> SEITENTEXT
Auch wenn wir unsere Arbeitszeit lieber auf andere Dinge verwenden als auf die Richtigstellung kurioser Dinge, die über die Amadeu Antonio Stiftung im Netz verbreitet werden, brauchen manche Erzählungen im Netz doch eine Antwort, um nicht als scheinbar unwidersprochen dazustehen.

 

Behauptet die Amadeu Antonio Stiftung, die CDU gehöre zur „Neuen Rechten“?

Heute aktuell behauptet ein Artikel in der F.A.Z., ein Jugendprojekt im Rahmen unseres Partnerprojektes no-nazi.net, das „Wiki Neue Rechte„, stelle die CDU als Teil der „Neuen Rechten“ dar. Wenn Sie nun denken, das ist Unfug: Das sehen wir auch so. Hier die Klarstellung der Amadeu Antonio Stiftung zu diesem Sachverhalt:

Am 16. August 2016 erschien in der Frankfurter Allgemeine Zeitung ein Artikel von Rainer Meyer, der auch als Kommentator „Don Alphonso“ für die F.A.Z. bloggt. In diesem Artikel unterstellt Meyer, dass im Wiki „Neue Rechte“, das in einem Jugendprojekt für 16- bis 25-Jährige im Rahmen des Projektes „no-nazi.net“ entstanden ist, suggeriert werde, die CDU sei ein Teil der „Neuen Rechten“. Diese Darstellung ist grundlegend falsch und eine Unterstellung, gegen die sich die Amadeu Antonio Stiftung entschieden wehrt:

Weder die Amadeu Antonio Stiftung noch das Wiki „Neue Rechte“ behaupten die CDU sei der „Neuen Rechten“ zuzuordnen. Im Wiki werden bekannte Personen benannt, die im Zusammenhang mit der „Neuen Rechten“ stehen und wie diese öffentlich auftraten und auftreten. Es wird ausschließlich im Zusammenhang mit vier Personen auf die ehemalige und in einem Fall bestehende CDU-Mitgliedschaft hingewiesen – namentlich: Alexander Gauland, Peter Münch, Martin Hohmann sowie Hedwig von Beverfoerde. Damit kommt die CDU durch den technischen Aufbau des Wikis als Schlagwort in der Kategorie „Partei“ vor. Darüber hinaus ist die CDU als Partei nicht Gegenstand des Wikis.

> GEZEIGTE ZEILEN
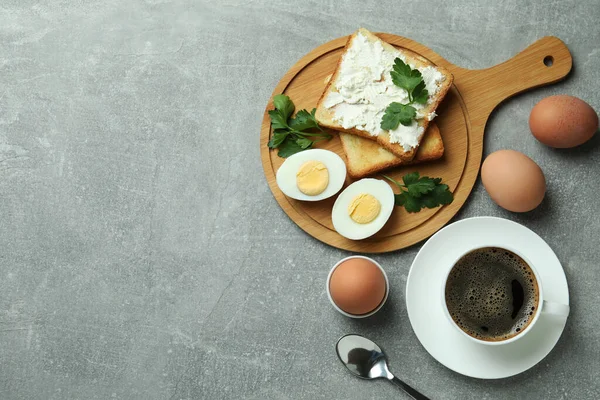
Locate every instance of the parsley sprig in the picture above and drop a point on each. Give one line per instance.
(293, 134)
(412, 81)
(421, 192)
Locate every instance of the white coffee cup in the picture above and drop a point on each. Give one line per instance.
(543, 306)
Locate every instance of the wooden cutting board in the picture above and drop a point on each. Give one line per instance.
(462, 118)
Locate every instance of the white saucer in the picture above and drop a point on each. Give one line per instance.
(442, 339)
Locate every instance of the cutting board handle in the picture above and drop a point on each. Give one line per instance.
(544, 62)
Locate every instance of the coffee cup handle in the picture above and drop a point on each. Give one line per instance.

> WORUM ES GEHT
Führe die Klarstellung der Amadeu Antonio Stiftung zum F.A.Z.-Artikel über das Wiki „Neue Rechte“ im Anschluss an ihren letzten Satz weiter.

> ANTWORT ZUR AUFGABE
Es ist kaum zu glauben, dass Rainer Meyer als netzaktiver Journalist dies nicht durchschaut. Auch eine Nachfrage, die den Sachverhalt hätte klären können, blieb im Vorfeld des Artikels aus. Stattdessen schreibt Meyer: „Die Brückenfunktion erfüllen laut der Webseite „Neue Rechte“ Gruppierungen wie die rechtsextreme Partei „Der III.Weg“, die NPD, „Die Rechte NRW“ – und erstaunlicherweise auch die Regierungs- und Kanzlerinpartei CDU. Angela Merkel müsste demzufolge als Chefin einer Partei gelten, die der „Neuen Rechten“ zugeordnet wird.“  Dies wird im Wiki nirgendwo gesagt – weil es falsch ist. Es ist eine unzulässige Behauptung, dass der Hinweis auf die CDU-Mitgliedschaft eine Aussage über die CDU als Partei beinhaltet.

Selbstverständlich werden alle Einträge mit besonderer Sorgfalt überprüft werden, auch um Missverständlichkeiten zu vermeiden. Es handelt sich bei diesem, wie auch anderen Wikis, um recherchierte und zusammengetragene Informationen, die keinen Anspruch auf Vollständigkeit erheben. Das Wiki lebt von konstruktiver Kritik und einer stetigen Aktualisierung durch die Nutzer_innen.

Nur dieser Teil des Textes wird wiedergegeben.